Stated problem:
Leave out the pictures and copy every record exactly.

Pointing records:
※ ※ ※

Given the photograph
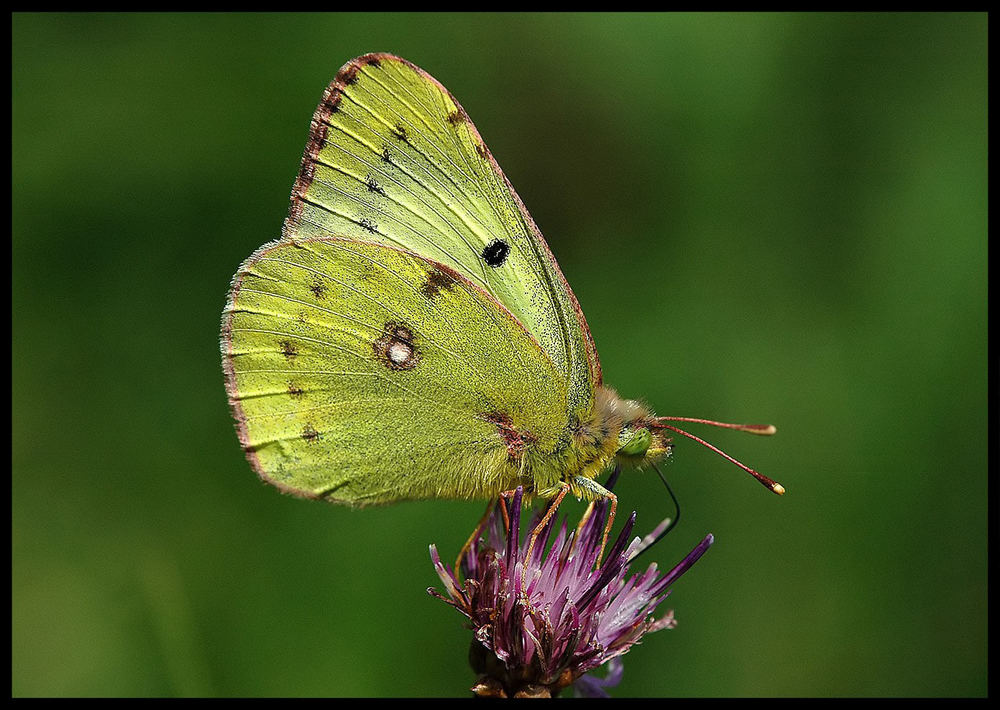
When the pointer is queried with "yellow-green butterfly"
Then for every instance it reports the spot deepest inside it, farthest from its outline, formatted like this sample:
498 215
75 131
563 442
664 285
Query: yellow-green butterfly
410 335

※ ※ ※

Task result:
Given the photograph
When the pointer is queried with "yellow-green butterfly"
Then for every instance it reports the spot deepest inside it, farthest from its outline, formatted like this sample:
498 215
75 131
563 442
664 285
Query: yellow-green butterfly
410 335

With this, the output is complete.